Given records:
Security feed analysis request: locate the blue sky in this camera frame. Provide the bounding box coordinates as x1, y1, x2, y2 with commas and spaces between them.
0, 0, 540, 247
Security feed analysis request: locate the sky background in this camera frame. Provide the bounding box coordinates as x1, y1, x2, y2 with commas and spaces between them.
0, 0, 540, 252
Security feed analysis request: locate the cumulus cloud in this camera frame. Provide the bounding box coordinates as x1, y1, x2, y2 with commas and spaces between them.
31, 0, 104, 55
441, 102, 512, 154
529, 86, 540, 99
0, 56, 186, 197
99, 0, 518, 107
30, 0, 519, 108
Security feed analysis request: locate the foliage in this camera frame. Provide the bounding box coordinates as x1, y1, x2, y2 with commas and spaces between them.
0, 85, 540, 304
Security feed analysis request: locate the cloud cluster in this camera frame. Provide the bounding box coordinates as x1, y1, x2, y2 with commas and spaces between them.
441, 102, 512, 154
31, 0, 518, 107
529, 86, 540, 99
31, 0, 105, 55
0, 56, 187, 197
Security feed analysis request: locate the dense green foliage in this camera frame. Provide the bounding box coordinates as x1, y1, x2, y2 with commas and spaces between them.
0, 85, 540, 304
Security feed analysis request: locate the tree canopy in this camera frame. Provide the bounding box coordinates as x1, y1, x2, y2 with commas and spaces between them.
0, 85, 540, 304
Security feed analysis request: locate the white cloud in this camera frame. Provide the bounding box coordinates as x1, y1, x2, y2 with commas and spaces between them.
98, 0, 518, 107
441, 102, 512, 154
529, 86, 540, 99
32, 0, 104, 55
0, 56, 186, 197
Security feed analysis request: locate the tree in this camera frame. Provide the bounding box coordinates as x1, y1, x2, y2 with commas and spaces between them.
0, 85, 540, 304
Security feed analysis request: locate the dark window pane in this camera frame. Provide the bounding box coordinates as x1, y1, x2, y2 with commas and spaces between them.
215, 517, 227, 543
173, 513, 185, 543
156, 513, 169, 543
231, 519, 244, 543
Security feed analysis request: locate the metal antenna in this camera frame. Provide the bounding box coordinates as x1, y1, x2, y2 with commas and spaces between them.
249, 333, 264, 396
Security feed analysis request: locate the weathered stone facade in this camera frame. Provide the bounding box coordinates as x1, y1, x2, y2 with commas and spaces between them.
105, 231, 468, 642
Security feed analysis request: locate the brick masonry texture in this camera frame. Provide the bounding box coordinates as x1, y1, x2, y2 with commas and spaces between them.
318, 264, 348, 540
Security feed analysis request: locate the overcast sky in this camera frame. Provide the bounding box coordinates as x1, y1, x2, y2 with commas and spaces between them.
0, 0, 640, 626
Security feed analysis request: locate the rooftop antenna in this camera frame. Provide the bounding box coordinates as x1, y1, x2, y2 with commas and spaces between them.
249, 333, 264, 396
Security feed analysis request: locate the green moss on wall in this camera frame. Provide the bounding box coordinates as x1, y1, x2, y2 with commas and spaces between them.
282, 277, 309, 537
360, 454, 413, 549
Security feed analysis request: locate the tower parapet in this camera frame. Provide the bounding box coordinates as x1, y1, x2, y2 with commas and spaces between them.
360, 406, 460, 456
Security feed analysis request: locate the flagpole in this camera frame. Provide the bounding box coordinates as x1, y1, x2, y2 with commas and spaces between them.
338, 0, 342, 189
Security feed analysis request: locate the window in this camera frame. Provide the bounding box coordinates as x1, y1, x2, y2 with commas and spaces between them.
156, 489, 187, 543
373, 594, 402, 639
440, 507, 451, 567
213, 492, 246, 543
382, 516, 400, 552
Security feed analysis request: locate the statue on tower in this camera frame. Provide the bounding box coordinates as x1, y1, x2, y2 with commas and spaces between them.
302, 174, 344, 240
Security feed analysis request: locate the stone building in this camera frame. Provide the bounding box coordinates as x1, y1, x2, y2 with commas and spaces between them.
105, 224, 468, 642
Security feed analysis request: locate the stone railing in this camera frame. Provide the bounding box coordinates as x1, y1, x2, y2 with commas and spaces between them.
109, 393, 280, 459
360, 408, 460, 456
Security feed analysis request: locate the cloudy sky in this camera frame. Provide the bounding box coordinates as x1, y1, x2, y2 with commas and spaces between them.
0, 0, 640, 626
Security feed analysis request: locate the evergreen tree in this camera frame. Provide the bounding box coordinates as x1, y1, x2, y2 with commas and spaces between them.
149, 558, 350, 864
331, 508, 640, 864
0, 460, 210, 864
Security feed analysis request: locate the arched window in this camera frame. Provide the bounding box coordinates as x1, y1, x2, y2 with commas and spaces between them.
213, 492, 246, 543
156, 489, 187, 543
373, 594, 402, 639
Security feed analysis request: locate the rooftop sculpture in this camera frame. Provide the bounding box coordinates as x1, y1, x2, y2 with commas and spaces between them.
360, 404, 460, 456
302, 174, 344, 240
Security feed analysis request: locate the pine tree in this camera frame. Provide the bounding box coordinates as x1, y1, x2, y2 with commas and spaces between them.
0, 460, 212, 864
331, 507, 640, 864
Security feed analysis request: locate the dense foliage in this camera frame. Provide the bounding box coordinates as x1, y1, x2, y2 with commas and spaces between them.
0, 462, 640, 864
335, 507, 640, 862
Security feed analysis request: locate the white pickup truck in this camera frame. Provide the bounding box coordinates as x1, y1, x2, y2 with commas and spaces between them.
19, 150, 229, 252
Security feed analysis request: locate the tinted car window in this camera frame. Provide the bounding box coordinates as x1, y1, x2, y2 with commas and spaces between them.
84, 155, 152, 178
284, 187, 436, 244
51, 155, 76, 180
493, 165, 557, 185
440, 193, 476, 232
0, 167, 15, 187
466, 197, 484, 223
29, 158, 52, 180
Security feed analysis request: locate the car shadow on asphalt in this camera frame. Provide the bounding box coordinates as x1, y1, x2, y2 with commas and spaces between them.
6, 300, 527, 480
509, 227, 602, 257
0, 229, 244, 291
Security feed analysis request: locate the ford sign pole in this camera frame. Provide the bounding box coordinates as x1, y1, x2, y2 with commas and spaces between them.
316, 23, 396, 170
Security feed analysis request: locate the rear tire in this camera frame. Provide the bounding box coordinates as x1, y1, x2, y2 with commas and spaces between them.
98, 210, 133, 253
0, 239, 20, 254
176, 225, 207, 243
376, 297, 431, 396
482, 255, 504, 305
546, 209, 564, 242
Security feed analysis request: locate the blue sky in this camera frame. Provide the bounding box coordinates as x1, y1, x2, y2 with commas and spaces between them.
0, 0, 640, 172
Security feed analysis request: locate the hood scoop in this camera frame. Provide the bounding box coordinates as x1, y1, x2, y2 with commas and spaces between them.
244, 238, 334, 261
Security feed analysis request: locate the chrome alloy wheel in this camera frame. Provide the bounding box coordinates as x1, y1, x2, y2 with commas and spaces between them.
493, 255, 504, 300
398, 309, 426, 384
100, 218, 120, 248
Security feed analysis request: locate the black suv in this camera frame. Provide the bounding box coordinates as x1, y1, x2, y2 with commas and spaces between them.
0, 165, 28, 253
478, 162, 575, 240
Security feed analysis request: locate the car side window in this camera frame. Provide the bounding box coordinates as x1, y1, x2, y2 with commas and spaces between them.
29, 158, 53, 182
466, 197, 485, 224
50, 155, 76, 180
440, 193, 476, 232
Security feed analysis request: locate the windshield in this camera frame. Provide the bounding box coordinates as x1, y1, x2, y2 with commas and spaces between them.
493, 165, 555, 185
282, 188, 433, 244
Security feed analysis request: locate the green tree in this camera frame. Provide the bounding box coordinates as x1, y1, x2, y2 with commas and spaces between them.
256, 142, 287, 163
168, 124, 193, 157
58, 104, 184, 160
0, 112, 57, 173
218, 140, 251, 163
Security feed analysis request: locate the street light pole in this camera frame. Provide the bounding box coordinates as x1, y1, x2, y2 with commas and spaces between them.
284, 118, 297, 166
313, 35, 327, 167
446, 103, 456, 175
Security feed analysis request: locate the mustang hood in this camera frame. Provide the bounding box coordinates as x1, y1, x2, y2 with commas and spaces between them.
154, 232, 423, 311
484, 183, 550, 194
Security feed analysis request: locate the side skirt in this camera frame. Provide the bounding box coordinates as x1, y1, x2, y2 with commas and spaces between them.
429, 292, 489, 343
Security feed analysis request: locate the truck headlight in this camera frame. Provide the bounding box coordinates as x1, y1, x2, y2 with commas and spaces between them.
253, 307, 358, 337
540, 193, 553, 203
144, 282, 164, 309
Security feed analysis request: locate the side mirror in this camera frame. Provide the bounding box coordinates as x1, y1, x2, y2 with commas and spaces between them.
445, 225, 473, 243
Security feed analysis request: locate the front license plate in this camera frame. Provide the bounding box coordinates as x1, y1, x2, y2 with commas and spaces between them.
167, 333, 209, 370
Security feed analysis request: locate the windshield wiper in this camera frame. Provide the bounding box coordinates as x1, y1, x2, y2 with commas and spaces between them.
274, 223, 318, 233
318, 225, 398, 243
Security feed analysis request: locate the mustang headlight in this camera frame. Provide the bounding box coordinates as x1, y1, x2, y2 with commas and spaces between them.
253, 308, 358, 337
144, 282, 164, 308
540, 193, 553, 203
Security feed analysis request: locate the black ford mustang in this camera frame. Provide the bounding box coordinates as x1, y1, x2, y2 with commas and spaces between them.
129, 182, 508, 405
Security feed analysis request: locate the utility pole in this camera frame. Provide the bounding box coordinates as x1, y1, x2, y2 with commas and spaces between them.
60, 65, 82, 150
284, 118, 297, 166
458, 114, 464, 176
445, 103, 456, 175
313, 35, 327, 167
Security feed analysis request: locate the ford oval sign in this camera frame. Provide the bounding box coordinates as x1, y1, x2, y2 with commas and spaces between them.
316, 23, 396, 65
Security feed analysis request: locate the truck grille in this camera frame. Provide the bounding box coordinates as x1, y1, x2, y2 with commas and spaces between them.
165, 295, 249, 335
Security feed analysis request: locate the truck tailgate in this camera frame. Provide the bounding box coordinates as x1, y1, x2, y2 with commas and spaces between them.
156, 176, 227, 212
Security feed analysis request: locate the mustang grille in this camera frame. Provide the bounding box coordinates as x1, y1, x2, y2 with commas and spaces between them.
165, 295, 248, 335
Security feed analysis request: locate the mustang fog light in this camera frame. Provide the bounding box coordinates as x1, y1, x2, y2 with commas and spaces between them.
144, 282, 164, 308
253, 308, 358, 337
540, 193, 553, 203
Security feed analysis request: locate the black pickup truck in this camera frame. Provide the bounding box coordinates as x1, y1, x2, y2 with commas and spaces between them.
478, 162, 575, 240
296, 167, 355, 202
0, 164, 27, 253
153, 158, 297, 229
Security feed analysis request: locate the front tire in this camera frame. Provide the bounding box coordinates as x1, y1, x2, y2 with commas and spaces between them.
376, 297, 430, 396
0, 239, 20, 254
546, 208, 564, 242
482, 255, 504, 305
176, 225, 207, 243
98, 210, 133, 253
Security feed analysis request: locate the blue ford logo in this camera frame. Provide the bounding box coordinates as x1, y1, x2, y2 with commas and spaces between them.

Short problem:
Reproduce the material from its first line through the line containing "30, 0, 519, 108", inclusive, and swap "camera frame" for "video frame" wherever it appears, leaving everything else unchanged.

Finished task:
Security feed analysis request: locate the blue sky in this video frame. Provide the bounding box coordinates as x1, y1, x2, y2 with commas and spaces between them.
0, 0, 540, 247
Security feed analysis request: locate the sky background in this video frame. Provide the bounding box coordinates as x1, y1, x2, y2 with commas and spaces between them.
0, 0, 540, 252
Security feed analysis request: locate the cumulus cloud in this video frame. Provide the bounding box coordinates as x1, y1, x2, y2 with commas and spaces between them.
31, 0, 104, 55
441, 102, 512, 154
529, 86, 540, 99
0, 56, 186, 197
99, 0, 518, 107
30, 0, 519, 108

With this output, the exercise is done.